- ABOUT THIS EXERCISE -
Transcribe the following records in full, exactly as shown.

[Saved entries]
****
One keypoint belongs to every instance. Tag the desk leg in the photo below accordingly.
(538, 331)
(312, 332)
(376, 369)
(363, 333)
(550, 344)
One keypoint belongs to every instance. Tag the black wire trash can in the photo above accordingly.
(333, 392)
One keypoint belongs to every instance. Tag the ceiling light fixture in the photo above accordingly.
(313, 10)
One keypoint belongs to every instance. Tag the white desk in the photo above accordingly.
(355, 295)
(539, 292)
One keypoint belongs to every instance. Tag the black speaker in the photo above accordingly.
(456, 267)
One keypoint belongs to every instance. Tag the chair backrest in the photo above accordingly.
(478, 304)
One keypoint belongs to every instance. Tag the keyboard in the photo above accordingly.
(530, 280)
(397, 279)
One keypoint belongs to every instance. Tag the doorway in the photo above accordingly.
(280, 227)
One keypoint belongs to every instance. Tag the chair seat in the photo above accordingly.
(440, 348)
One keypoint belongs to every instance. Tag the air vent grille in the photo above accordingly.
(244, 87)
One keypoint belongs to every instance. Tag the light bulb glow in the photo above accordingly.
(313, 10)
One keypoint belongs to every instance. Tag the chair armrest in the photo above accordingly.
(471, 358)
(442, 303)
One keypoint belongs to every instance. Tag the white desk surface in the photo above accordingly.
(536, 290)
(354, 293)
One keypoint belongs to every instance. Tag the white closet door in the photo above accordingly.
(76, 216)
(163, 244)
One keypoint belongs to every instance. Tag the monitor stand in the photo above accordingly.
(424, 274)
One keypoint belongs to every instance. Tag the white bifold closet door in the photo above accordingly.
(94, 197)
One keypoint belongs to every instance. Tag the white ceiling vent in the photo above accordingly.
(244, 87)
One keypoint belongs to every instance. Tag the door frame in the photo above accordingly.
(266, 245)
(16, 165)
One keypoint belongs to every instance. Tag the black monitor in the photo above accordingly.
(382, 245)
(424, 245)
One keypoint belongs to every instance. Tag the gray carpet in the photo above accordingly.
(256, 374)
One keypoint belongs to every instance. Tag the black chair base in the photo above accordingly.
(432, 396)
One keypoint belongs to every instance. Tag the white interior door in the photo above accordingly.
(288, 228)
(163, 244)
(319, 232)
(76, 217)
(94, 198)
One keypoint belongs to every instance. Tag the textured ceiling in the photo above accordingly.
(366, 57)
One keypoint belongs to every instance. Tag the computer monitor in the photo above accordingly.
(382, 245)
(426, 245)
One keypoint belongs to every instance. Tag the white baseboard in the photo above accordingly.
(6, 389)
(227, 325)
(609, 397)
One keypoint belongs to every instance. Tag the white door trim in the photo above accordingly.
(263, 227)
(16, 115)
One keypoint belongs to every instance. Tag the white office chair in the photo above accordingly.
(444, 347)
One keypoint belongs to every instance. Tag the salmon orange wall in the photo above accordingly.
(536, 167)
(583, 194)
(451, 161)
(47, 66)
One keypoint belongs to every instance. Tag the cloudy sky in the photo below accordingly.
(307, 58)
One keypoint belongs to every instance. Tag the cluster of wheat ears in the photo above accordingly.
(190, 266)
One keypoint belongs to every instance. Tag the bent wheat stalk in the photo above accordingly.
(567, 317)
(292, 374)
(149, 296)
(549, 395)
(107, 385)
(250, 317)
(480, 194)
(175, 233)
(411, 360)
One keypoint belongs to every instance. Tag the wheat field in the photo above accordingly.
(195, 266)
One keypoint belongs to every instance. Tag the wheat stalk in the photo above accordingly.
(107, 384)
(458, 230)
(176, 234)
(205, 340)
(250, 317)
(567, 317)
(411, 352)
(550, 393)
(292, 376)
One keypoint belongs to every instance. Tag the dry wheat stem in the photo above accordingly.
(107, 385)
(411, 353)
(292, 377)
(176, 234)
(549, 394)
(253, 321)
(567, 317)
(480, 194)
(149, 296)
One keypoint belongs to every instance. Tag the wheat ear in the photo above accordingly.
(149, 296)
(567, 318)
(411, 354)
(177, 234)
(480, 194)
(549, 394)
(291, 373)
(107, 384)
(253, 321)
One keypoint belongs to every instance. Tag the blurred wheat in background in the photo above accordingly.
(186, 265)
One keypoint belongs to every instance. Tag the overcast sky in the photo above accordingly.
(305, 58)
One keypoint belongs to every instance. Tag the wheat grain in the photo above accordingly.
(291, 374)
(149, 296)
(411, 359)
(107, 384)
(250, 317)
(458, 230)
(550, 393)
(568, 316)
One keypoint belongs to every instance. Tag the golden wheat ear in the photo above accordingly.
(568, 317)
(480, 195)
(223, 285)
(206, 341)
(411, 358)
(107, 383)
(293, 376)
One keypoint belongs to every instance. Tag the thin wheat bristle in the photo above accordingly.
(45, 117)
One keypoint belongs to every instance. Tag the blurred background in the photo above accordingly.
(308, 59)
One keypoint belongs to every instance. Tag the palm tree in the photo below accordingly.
****
- ANSWER SECTION -
One keypoint belongs to every instance. Tag the desk leg in the photo below accordingly.
(538, 331)
(312, 332)
(376, 369)
(363, 333)
(550, 344)
One keypoint belongs to every instance. Tag the black wire trash can in the photo above accordingly.
(333, 392)
One keypoint belongs to every instance. Tag the ceiling light fixture in the photo above accordingly.
(313, 10)
One keypoint belongs to every instance. Tag the white desk in the photo above accordingly.
(355, 295)
(539, 292)
One keypoint belongs to every instance. Tag the black speaker in the photo above accordingly.
(456, 267)
One keypoint belongs to every instance. Tag the chair backrest in the photo above accordingly.
(478, 304)
One keypoint belongs to every instance. Tag the keyboard in the photo above accordingly.
(530, 280)
(397, 279)
One keypoint belongs to every instance. Tag the doorway in the photo above accordingly.
(280, 227)
One keypoint belongs to every instance. Tag the chair seat in the photo above accordingly.
(440, 348)
One keypoint belongs to every instance. Tag the air vent grille in the photo above accordingly.
(244, 87)
One keypoint belongs to every instance. Tag the light bulb glow in the photo above accordingly.
(313, 10)
One keypoint belongs to every instance. Tag the chair armrest in the photo above accordingly.
(471, 358)
(442, 303)
One keypoint belongs to every instance. Tag the white desk surface in the photo above accordingly.
(536, 290)
(354, 293)
One keypoint belongs to every instance. Tag the white closet door in the photo above accordingly.
(76, 216)
(163, 244)
One keypoint belongs to every instance. Tag the monitor stand in the photo above accordingly.
(424, 274)
One keypoint belongs to every instance. Tag the white bifold closet door in the photo above accordingly.
(94, 197)
One keypoint belongs to every instance. Tag the white ceiling vent in the photo above accordingly.
(244, 87)
One keypoint belongs to every instance. Tag the door frame in the photo above accordingly.
(266, 245)
(16, 165)
One keypoint belongs to every instance. Tag the black monitor in the photo above accordingly.
(382, 245)
(424, 245)
One keypoint belongs to every instance. Tag the gray carpet in the photo above accordingly.
(256, 374)
One keypoint belongs to every instance. Tag the black chair base in the photo above accordingly.
(432, 396)
One keypoint belongs to every instance. Tag the white interior door in the photo above accordingly.
(288, 228)
(163, 244)
(319, 232)
(76, 217)
(94, 198)
One keypoint belongs to every instance. Tag the textured ceiling in the photo above accordingly.
(366, 57)
One keypoint belongs to every instance. Tag the computer monitor in the photo above accordingly.
(382, 245)
(426, 245)
One keypoint belongs to every instance. Tag the white baseboard in the photo above accordingly.
(6, 389)
(227, 325)
(609, 397)
One keypoint belongs to every instance. Tag the white door trim in the photo above accordingly.
(263, 227)
(16, 115)
One keypoint belongs to every instance. Tag the white office chair in the photo above accordingly.
(444, 347)
One keypoint belongs to every instance. Tag the salmon orange wall in the photo above accordingly.
(536, 167)
(583, 194)
(451, 161)
(47, 66)
One keypoint belongs to every instance. Tag the cloudy sky in the photo below accordingly.
(307, 58)
One keypoint belongs to every instance. Tag the cluster of wheat ears in the photo above accordingly.
(190, 266)
One keypoint belongs to every instance. Tag the bent wheat stalk in the photo above accordingly.
(567, 317)
(292, 374)
(149, 296)
(549, 395)
(107, 385)
(250, 317)
(480, 194)
(175, 233)
(411, 360)
One keypoint belongs to every instance. Tag the wheat field in the photo above accordingly.
(195, 266)
One keypoint belongs to every instance. Tag the wheat stalk in the photo above accordingly.
(107, 384)
(458, 230)
(176, 234)
(205, 340)
(250, 317)
(567, 317)
(411, 352)
(550, 393)
(292, 376)
One keypoint belongs to every instance. Tag the dry wheat stem in the photo above accordingly.
(107, 385)
(411, 353)
(292, 377)
(176, 234)
(549, 394)
(253, 321)
(567, 317)
(480, 194)
(149, 296)
One keypoint belongs to every instance. Tag the wheat ear in the photo above accordingly.
(149, 296)
(567, 318)
(411, 354)
(177, 234)
(480, 194)
(549, 394)
(291, 373)
(107, 384)
(253, 321)
One keypoint belongs to every instance. Tag the blurred wheat in background in the photo above accordingly.
(186, 265)
One keypoint belongs to every instance. Tag the overcast sky in the photo above accordingly.
(305, 58)
One keypoint belongs to every instance. Tag the wheat grain in the photo above accordingly.
(291, 374)
(149, 296)
(411, 359)
(107, 384)
(250, 317)
(458, 230)
(550, 393)
(568, 316)
One keypoint belongs to every instance. Tag the golden wheat ear in the photo above accordingly.
(568, 317)
(480, 195)
(223, 285)
(206, 341)
(411, 358)
(107, 383)
(293, 376)
One keypoint belongs to every instance. Tag the thin wheat bristle in the photo above accordingly.
(45, 117)
One keypoint belongs to every instance. Tag the blurred background in the photo above accordingly.
(308, 59)
One keypoint belongs to every instance. Tag the palm tree in the photo below accordingly.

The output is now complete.